Please count the lines in the entries below that contain the word "every" and reply with only that number.

* _Material for the task_:
▼

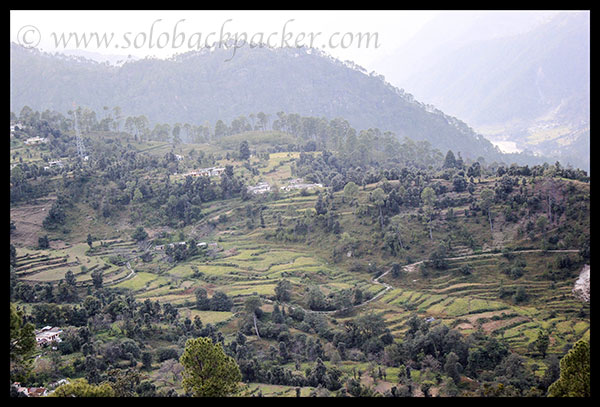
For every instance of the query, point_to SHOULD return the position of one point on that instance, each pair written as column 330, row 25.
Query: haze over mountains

▲
▼

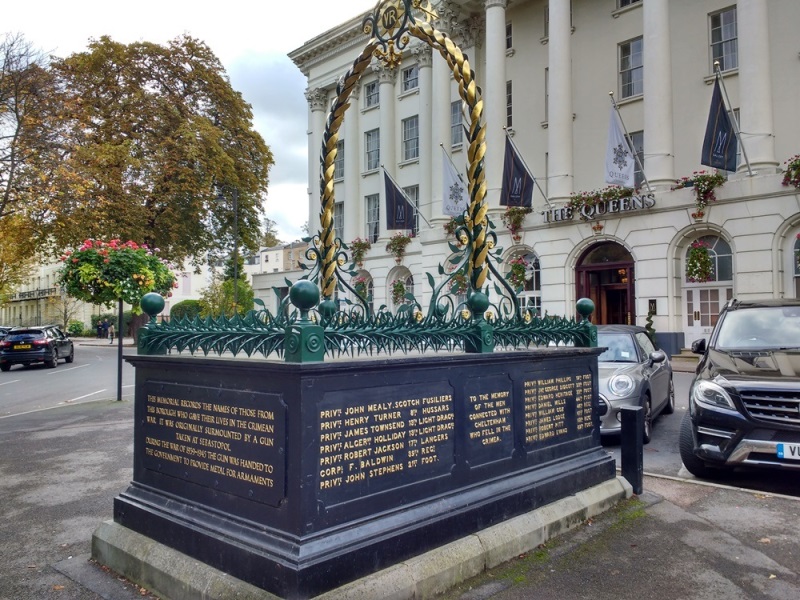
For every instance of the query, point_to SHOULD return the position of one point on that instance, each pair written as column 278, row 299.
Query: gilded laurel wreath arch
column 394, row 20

▲

* _Task answer_: 2